### Selection
----------
Probably Random

A blog by Paul Siegel

Annotator Agreement in Machine Learning Experiments

February 12, 2018

All of the pieces of your sandwich detection classifier are falling into place. You collected 20000 images from Instagram, and by parsing hashtags you separated them into two classes: those that contain a sandwich and those that don’t. You trained a convolutional neural net to distinguish between the two classes, and the initial results are looking good.

But a lot is riding on the performance of your sandwich classifier, and you have to conduct an experiment to rigorously measure its performance. So you hire two annotators to look through a sample of 1000 images and indicate whether or not each one contains a sandwich. Let us denote the annotators by A and B, and let us use the numbers 0 and 1 to denote the labels “does not contain a sandwich” and “does contain a sandwich”, respectively. Here is a possible table of results from the annotation experiment:

  A0 A1 Total
B0 400 90 490
B1 60 450 510
Total 460 540 1000


In other words, there were 400 images which both annotators agreed contained no sandwich, 90 images which annotator A thought contained a sandwich but annotator B did not, and so on.

One immediate observation we can make using this table is that the two annotators agreed on the presence or absence of a sandwich in 850 out of 1000 of the images, or 85% of the time. We can view this as a measure of the quality of the problem and/or the experiment: if annotator agreement is low then it suggests that the annotation task is too subjective for statistical modelling to be effective.

Unfortunately, the raw rate of annotator agreement is not a suitable measure of the quality of an experiment, and we’ll have to think a bit more carefully.
----------
### Instructions
a. According to the annotator agreement post, on how many of the 1000 images did the two annotators agree?
b. Repeat, word for word, the part of the annotator agreement post starting at "Probably Random" and ending at "are looking good.".
----------
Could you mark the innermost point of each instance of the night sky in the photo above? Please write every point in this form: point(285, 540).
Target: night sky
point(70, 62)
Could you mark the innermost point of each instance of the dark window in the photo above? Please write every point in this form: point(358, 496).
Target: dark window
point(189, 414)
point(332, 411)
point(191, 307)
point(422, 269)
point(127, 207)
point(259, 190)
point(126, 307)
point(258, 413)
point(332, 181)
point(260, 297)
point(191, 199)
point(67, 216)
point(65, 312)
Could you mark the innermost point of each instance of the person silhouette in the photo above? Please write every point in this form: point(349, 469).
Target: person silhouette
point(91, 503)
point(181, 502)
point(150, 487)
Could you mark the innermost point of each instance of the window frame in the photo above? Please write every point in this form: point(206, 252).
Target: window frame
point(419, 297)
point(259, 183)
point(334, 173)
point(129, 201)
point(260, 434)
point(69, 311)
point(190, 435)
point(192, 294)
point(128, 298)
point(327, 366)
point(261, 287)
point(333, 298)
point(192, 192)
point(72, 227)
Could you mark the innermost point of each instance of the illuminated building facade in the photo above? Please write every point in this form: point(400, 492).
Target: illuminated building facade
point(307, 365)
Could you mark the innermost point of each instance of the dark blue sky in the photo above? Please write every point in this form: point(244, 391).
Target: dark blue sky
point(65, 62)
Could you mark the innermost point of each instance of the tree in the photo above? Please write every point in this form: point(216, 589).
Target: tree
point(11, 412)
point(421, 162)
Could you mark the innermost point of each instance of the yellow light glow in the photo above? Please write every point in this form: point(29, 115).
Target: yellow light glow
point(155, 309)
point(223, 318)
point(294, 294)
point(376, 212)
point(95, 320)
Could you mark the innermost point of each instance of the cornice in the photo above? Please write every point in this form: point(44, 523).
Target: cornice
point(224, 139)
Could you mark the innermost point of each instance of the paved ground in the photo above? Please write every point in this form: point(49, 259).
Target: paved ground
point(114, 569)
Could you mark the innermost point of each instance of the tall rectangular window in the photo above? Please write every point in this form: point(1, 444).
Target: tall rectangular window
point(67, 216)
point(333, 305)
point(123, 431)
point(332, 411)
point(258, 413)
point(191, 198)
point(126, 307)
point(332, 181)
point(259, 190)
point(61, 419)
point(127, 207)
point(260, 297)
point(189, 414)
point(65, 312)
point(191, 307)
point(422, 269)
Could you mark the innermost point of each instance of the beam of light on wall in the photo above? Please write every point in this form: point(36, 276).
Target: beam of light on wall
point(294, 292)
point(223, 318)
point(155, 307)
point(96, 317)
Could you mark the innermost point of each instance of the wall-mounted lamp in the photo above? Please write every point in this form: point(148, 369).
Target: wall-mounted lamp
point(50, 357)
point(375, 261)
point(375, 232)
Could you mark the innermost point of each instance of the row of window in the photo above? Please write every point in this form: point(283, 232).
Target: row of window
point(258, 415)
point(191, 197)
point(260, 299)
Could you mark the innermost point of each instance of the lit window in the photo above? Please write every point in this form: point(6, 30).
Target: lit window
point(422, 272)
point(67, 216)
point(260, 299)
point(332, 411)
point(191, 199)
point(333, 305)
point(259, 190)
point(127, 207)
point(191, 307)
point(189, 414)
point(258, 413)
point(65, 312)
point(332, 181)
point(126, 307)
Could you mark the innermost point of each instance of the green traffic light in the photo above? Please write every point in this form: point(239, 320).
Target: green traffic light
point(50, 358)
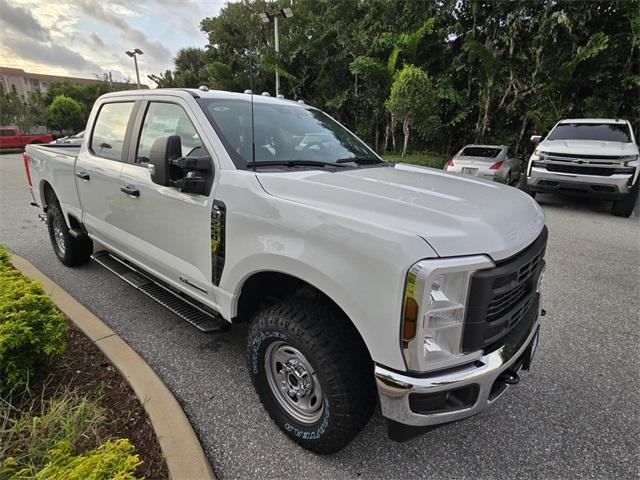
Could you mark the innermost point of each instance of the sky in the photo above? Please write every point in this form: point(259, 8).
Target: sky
point(85, 38)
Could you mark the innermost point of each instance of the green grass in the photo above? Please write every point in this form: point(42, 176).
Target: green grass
point(426, 159)
point(27, 436)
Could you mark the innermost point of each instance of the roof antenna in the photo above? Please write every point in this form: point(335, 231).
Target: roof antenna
point(252, 80)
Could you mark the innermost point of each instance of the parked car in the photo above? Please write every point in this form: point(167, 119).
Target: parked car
point(361, 279)
point(591, 157)
point(496, 162)
point(71, 139)
point(10, 137)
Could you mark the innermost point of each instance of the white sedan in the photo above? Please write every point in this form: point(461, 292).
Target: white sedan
point(497, 162)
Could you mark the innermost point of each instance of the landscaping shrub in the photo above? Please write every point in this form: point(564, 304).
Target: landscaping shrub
point(113, 460)
point(32, 330)
point(28, 435)
point(60, 440)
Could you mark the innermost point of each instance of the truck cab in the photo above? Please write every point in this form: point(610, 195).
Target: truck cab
point(588, 157)
point(361, 280)
point(10, 137)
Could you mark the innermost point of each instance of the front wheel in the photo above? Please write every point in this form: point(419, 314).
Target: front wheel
point(312, 373)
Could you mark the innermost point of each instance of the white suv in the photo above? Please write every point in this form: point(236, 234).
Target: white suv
point(588, 156)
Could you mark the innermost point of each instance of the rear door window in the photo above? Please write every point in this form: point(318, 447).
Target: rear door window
point(487, 152)
point(110, 129)
point(166, 119)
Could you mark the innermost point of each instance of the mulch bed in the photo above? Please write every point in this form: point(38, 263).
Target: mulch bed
point(85, 369)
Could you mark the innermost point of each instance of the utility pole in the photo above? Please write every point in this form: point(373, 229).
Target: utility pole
point(135, 54)
point(266, 17)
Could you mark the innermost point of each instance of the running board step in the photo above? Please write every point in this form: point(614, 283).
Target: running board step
point(200, 318)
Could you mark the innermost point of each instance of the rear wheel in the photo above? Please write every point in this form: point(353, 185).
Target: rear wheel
point(70, 250)
point(624, 207)
point(312, 373)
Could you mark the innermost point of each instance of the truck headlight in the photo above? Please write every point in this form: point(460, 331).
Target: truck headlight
point(434, 309)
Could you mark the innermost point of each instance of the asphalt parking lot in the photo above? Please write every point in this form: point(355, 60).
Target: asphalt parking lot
point(575, 415)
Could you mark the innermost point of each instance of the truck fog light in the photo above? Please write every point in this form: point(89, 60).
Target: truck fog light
point(540, 278)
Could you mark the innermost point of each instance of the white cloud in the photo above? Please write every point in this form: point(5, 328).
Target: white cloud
point(87, 37)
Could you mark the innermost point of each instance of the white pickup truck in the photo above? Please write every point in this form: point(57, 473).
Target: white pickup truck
point(362, 280)
point(591, 157)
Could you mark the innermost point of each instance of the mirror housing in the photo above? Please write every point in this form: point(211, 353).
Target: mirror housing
point(163, 150)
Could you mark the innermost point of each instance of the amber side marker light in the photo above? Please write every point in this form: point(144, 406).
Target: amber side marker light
point(410, 319)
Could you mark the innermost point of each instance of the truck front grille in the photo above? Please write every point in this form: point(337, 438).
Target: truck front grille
point(581, 169)
point(501, 297)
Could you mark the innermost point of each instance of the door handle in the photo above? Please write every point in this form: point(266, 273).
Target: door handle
point(130, 190)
----------
### Solutions to the exercise
a. They agreed on 850 of the 1000 images, or 85% of the time.

b.
Probably Random

A blog by Paul Siegel

Annotator Agreement in Machine Learning Experiments

February 12, 2018

All of the pieces of your sandwich detection classifier are falling into place. You collected 20000 images from Instagram, and by parsing hashtags you separated them into two classes: those that contain a sandwich and those that don’t. You trained a convolutional neural net to distinguish between the two classes, and the initial results are looking good.